These protectionist laws were repealed in 1846, ostensibly in response to the Great Irish Famine, by the Conservative prime minister Robert Peel, who had to join with the Whigs and Radicals to get it done in the teeth of opposition and protest inside his own party. I say ‘ostensibly’ because Peel’s actual motive was his conversion to Free Trade ideology; there is no sensible way to view the repeal of the Corn Laws as an emergency measure to help the Irish. Even so, it brought down his government. Peel, despite his own intense anti-Catholicism, was also the drafter (while serving in the government of the Duke of Wellington) of the 1829 Roman Catholic Relief Act , to which we shall return.
Peel is a pivotal early figure in the transformation of the Tory Party away from its original arch monarchist, protectionist, high church, landed property orientation – essentially a kind of survival of feudal ideology into modernity, serving the interests of landed capital – towards the evolving beast that it became, towards its dominant coalition with free trade, manufacturing capital, and finance.
Also, the Barsetshire novels were written and published in the years following the so-called ‘Papal Aggression’. This was the rather hysterical term used by some at the time to refer to Pius IX’s 1850 papal bull declaring the reconstruction of the Catholic Church’s diocesan and episcopal hierarchy in England after centuries of extinction following the Reformation. The move prompted an anti-Catholic backlash in England, and a wave of paranoia about the health and safety of Anglicanism.
The Pope’s move was prompted by the British state’s legal moves in recent decades towards ‘emancipation’ and ‘toleration’ of the Catholic faith, most particularly the 1829 Roman Catholic Relief Act. Rather than restoring the old, abolished Catholic church structure, a new hierarchy of bishops, with one archbishop, was erected. (Wales also got a new structure, and Scotland got its old structure restored.)
So we join Trollope’s Barchester Cathedral at an interesting point in the politics of the Anglican church. The stability of the high church / high Tory alliance is… if not breaking down then at least becoming a little internally wobbly, unrealisable, and confusing. The church couldn’t always count on the Tories to be in power. And Toryism in government has just repealed its own protectionist laws, which did so much to give its base – including the church – their power and profits. Despite its relative closeness to Catholicism in form, the high Church of England is anti-Catholic in political practice, being an inherently exclusionist, intolerant, and authoritarian version of Anglicanism… and yet its own parliamentary representatives have, despite their own basic desires, brought on a reconstruction of Catholicism in Britain out of a desire to avoid social strife.

[Dataset extract]
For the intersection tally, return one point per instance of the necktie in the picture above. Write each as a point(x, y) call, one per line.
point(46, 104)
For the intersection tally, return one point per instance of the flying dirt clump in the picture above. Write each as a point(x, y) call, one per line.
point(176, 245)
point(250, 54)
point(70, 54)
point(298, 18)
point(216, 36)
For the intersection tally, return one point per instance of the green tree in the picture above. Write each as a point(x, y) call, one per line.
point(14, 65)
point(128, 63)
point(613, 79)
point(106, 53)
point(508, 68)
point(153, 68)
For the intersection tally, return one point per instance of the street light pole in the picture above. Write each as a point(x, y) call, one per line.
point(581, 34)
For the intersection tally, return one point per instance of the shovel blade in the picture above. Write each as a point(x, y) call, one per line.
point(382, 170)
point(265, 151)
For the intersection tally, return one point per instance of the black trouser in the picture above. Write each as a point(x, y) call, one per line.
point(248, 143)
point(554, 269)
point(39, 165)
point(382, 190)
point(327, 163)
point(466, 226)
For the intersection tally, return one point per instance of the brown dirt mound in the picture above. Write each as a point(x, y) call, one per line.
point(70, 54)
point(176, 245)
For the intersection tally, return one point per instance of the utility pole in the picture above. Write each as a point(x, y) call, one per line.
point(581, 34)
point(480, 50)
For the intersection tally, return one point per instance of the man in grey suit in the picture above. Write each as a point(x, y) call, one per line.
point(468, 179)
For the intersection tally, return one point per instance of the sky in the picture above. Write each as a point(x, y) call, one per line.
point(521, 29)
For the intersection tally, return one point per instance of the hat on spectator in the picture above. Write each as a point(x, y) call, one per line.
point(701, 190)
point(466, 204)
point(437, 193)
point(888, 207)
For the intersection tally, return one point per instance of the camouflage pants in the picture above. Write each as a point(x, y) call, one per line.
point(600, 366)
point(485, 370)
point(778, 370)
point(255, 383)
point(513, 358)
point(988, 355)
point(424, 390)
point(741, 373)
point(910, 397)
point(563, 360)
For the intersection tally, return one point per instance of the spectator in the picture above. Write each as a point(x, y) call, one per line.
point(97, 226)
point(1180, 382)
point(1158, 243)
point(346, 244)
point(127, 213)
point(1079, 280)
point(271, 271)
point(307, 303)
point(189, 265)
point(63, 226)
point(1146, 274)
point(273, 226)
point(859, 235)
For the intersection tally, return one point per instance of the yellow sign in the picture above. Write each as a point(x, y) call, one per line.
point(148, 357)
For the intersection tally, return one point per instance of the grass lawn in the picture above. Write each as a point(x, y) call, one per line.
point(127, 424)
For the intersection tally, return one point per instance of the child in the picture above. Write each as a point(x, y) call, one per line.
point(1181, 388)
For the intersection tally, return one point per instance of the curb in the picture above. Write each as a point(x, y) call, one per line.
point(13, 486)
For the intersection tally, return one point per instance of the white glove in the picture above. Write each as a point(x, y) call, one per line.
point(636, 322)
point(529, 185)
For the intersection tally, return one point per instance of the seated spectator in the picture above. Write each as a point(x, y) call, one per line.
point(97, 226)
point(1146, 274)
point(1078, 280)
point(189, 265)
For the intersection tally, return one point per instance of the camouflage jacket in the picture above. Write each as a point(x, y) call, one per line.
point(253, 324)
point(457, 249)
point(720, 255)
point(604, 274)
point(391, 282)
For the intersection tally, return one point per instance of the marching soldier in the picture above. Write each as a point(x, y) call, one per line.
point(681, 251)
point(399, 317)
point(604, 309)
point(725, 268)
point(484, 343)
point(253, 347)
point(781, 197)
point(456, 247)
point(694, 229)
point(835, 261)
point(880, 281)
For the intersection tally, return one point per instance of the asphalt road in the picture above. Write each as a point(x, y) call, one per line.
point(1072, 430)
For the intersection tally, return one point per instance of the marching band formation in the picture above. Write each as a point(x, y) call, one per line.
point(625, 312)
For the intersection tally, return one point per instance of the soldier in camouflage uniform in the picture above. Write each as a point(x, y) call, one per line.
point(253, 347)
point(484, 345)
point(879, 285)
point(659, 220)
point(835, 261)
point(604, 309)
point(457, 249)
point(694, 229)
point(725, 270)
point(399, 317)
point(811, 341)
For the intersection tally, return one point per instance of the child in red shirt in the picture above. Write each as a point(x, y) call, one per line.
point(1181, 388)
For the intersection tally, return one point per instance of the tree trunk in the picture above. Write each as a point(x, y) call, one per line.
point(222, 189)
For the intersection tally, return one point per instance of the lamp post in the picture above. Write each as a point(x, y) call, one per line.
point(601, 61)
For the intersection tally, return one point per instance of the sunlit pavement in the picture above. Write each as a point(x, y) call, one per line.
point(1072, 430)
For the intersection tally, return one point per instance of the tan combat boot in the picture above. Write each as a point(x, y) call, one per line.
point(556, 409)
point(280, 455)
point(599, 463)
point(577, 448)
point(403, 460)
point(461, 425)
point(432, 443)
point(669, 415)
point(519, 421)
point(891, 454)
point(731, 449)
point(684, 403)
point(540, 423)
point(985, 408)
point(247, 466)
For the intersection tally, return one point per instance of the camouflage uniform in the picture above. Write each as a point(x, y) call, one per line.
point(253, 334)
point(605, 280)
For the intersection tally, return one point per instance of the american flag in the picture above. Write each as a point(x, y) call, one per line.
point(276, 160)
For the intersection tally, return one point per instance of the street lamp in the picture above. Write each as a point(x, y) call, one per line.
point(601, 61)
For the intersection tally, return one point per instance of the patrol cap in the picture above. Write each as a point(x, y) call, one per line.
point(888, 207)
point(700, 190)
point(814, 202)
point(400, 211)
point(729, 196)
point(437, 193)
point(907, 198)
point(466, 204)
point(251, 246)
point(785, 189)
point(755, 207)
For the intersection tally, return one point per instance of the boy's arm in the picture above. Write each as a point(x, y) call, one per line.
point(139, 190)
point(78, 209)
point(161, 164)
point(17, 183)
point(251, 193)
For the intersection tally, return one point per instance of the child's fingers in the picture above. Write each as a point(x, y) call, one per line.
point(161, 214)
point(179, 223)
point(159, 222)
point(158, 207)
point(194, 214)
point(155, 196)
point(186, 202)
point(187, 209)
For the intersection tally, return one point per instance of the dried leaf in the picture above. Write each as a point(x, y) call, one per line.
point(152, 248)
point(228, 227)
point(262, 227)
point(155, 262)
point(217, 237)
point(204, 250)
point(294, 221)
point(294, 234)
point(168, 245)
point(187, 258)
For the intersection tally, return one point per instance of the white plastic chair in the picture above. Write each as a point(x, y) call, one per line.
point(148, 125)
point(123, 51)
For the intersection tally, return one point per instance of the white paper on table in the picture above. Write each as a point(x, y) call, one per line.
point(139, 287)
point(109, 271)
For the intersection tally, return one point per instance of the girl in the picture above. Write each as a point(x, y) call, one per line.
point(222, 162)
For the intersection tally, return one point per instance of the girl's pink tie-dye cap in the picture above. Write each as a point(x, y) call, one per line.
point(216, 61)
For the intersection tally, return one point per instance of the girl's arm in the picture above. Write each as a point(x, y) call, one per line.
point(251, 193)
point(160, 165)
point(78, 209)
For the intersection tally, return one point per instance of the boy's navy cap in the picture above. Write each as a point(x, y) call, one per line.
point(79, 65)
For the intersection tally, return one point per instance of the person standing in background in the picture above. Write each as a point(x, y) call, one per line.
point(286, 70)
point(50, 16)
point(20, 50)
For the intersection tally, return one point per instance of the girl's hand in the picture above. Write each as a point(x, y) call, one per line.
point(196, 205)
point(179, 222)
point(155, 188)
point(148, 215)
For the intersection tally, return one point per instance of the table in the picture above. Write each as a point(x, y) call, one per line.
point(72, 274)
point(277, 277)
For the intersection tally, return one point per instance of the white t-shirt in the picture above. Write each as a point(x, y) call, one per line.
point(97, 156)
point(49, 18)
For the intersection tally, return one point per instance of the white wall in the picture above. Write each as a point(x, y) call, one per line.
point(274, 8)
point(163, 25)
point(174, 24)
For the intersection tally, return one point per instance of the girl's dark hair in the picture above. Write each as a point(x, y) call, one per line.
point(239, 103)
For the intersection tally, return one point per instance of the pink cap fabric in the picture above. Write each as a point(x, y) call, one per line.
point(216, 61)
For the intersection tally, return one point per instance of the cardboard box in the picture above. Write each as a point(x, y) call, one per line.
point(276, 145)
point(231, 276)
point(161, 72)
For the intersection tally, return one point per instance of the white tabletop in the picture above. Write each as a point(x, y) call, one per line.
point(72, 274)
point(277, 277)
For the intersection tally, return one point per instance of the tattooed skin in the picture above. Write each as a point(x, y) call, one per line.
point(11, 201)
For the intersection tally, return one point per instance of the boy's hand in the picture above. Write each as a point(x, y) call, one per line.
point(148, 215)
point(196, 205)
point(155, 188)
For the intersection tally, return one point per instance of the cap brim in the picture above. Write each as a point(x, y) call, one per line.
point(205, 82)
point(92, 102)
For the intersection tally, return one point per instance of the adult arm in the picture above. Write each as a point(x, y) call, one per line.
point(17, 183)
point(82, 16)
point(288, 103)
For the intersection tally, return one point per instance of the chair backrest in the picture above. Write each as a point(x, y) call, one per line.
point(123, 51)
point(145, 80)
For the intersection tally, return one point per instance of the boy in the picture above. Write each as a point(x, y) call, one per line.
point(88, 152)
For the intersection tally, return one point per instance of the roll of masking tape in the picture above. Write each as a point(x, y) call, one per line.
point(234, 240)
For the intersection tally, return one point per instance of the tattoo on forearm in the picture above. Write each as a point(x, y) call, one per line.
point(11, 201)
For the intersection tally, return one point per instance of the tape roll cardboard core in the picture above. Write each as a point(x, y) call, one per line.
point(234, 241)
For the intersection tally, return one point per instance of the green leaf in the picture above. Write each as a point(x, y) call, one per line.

[Written exercise A]
In the Barsetshire essay, why does the author call the repeal of the Corn Laws a response to the Great Irish Famine only "ostensibly"? Answer in one to three sentences.
[Written exercise B]
Shorten the paragraph of the Barsetshire essay that begins "Also, the Barsetshire novels" and keep its main facts.
[Written exercise C]
Retype the stretch of the Barsetshire essay from "So we join Trollope’s" through "avoid social strife.".

[Full response A]
Peel's real motive was his conversion to Free Trade ideology. The author argues that there is no sensible way to see the repeal as an emergency measure to help the Irish.

[Full response B]
The Barsetshire novels were written and published after the so-called "Papal Aggression." Some people at the time used that hysterical term for Pius IX's 1850 papal bull, which rebuilt the Catholic diocesan and episcopal hierarchy in England after centuries of extinction following the Reformation. The bull set off an anti-Catholic backlash and fears for Anglicanism.

[Full response C]
So we join Trollope’s Barchester Cathedral at an interesting point in the politics of the Anglican church. The stability of the high church / high Tory alliance is… if not breaking down then at least becoming a little internally wobbly, unrealisable, and confusing. The church couldn’t always count on the Tories to be in power. And Toryism in government has just repealed its own protectionist laws, which did so much to give its base – including the church – their power and profits. Despite its relative closeness to Catholicism in form, the high Church of England is anti-Catholic in political practice, being an inherently exclusionist, intolerant, and authoritarian version of Anglicanism… and yet its own parliamentary representatives have, despite their own basic desires, brought on a reconstruction of Catholicism in Britain out of a desire to avoid social strife.